• Work item
Duplicate each of the following items line for line, with no changes.

Records from a data collection
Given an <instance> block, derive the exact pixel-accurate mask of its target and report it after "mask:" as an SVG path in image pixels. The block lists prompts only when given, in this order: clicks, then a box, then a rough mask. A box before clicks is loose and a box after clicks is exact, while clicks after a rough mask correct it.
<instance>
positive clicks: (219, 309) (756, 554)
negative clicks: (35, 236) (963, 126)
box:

• Finished task
Given an <instance> block, derive the exact pixel-accurate mask of its target and report it after "mask:" as an SVG path in image pixels. The block lists prompts only when given, in this order: clicks, then a box, then a rough mask. A box before clicks is loose and a box after clicks is exact, while clicks after a rough mask correct it.
<instance>
positive clicks: (219, 309) (756, 554)
negative clicks: (35, 236) (963, 126)
box:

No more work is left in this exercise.